Task details: Format every line of the records below as a numbered list, omitting any blank lines.
-- START OF Record excerpts --
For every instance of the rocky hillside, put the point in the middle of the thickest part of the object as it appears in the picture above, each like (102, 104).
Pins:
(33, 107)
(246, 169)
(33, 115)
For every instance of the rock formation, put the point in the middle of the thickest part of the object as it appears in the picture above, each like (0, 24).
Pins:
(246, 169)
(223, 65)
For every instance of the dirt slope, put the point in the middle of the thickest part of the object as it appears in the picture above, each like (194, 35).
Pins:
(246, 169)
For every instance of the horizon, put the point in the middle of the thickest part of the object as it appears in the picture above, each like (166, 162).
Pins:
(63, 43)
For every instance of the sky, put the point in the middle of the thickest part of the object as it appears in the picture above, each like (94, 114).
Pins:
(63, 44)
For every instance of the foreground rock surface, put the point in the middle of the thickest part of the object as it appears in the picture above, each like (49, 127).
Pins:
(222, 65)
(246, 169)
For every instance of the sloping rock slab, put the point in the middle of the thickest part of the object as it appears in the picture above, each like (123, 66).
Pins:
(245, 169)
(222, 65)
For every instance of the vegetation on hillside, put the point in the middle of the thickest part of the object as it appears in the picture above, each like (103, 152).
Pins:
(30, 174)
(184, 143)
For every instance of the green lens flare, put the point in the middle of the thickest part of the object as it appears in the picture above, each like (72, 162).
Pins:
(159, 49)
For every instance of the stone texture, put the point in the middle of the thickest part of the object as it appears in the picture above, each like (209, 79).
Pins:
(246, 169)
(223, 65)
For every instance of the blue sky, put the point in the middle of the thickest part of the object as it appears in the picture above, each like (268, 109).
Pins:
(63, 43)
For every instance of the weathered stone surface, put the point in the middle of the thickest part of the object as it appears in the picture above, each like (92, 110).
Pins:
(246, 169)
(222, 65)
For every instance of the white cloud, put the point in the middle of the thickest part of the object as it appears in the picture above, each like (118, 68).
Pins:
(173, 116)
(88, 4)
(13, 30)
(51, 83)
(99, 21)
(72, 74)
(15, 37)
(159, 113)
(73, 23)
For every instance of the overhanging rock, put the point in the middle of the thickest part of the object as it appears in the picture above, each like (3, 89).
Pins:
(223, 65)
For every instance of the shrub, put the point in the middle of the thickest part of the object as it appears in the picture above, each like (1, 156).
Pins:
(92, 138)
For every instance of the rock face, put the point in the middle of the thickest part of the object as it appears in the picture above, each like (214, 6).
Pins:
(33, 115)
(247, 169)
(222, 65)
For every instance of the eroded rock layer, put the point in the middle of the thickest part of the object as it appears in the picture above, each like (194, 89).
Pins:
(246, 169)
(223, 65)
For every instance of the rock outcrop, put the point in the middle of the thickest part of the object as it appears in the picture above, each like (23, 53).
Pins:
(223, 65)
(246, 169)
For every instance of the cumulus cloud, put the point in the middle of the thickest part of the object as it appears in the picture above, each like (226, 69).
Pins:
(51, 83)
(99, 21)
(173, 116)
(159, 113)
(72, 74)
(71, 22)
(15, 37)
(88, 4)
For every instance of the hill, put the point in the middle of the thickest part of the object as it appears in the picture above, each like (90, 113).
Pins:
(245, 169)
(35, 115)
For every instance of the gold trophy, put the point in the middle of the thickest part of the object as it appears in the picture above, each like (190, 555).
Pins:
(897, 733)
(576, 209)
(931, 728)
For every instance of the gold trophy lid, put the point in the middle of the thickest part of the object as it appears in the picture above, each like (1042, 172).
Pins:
-- END OF Record excerpts --
Reply:
1. For every instance of the rocky hillside, put the point in the middle of the thickest part of the object as it appears in the picture above, each like (102, 104).
2. Pins:
3. (33, 107)
4. (246, 169)
5. (33, 115)
6. For every instance of the rock formation, put the point in the middle of the thickest part of the object as it appears in the picture above, each like (0, 24).
7. Pins:
8. (246, 169)
9. (223, 65)
10. For every instance of the dirt slope, put the point in the middle of the thickest part of the object as it appears in the picture above, each like (194, 35).
11. Pins:
12. (246, 169)
13. For every instance of the horizon, put the point in the middle of the thickest part of the object as it appears in the picture above, each like (166, 162).
14. Pins:
15. (63, 43)
16. For every instance of the sky, put the point in the middle of the thickest part of the object as it appears in the picture above, each like (94, 114).
17. Pins:
18. (63, 44)
19. For every instance of the foreground rock surface, put the point in the middle of the thickest part of the object as it appears in the picture above, each like (49, 127).
20. Pins:
21. (222, 65)
22. (246, 169)
23. For every instance of the sloping rock slab, put the point in the middle of the thickest part of the object as it appears in the picture above, each like (123, 66).
24. Pins:
25. (245, 169)
26. (222, 65)
27. For every instance of the vegetation on hillside, put the point in the middle of the thickest part of the object as it appears in the picture above, each like (103, 152).
28. Pins:
29. (30, 174)
30. (184, 143)
31. For every instance of the green lens flare, put the point in the middle of the thickest part of the object as it appears in the picture above, each like (72, 162).
32. Pins:
33. (159, 49)
34. For every instance of the stone texture, put the point in the middle of the thickest part of the object as it appears in the picture above, each like (209, 79).
35. Pins:
36. (246, 169)
37. (223, 65)
38. For every instance of the blue sky, put the point in the middle of the thickest part of the object as it appears in the picture above, each like (268, 109).
39. Pins:
40. (63, 43)
41. For every instance of the weathered stone surface, put the point in the middle of the thickest part of the object as it appears in the picture above, each like (92, 110).
42. Pins:
43. (246, 169)
44. (222, 65)
45. For every instance of the white cloud, put the point in the middle of the thickest part of the object as it appears in the picture above, each like (118, 68).
46. Pins:
47. (173, 116)
48. (88, 4)
49. (13, 30)
50. (51, 83)
51. (99, 21)
52. (72, 74)
53. (15, 37)
54. (159, 113)
55. (73, 23)
56. For every instance of the overhanging rock, put the point in the middle of the thickest part of the object as it appears in the picture above, each like (3, 89).
57. Pins:
58. (223, 65)
59. For every instance of the shrub, put the point in the middle of the thickest part of the object as it appears in the picture above, each like (1, 156).
60. Pins:
61. (92, 138)
62. For every instance of the rock face, put the point in the middle of the thickest part of the object as it appears in the picture above, each like (214, 6).
63. Pins:
64. (33, 115)
65. (247, 169)
66. (222, 65)
67. For every instance of the eroded rock layer, put the point in the middle of the thickest part of the object as it appears in the picture above, each like (194, 89).
68. Pins:
69. (246, 169)
70. (223, 65)
71. For every instance of the rock outcrop, put the point in the middle of the thickest part of the object as it appears in the picture above, each like (23, 53).
72. Pins:
73. (223, 65)
74. (246, 169)
75. For every instance of the cumulus cloud, put the point in the middle of the thickest part of the object as it appears in the picture above, each like (226, 69).
76. Pins:
77. (51, 83)
78. (99, 21)
79. (173, 116)
80. (159, 113)
81. (72, 74)
82. (71, 22)
83. (15, 37)
84. (88, 4)
85. For every instance of the hill, put the point in the middle of the thickest part of the object as it appears in the picture above, each like (90, 113).
86. Pins:
87. (245, 169)
88. (35, 115)
89. For every instance of the gold trophy, put the point in the middle of the thickest part of the object as it appears in the picture above, each like (190, 555).
90. Pins:
91. (897, 733)
92. (576, 209)
93. (931, 728)
94. For every instance of the gold trophy lid, put the point in the middle of the thickest part of the object as it appears in the picture above, each like (1042, 172).
95. Pins:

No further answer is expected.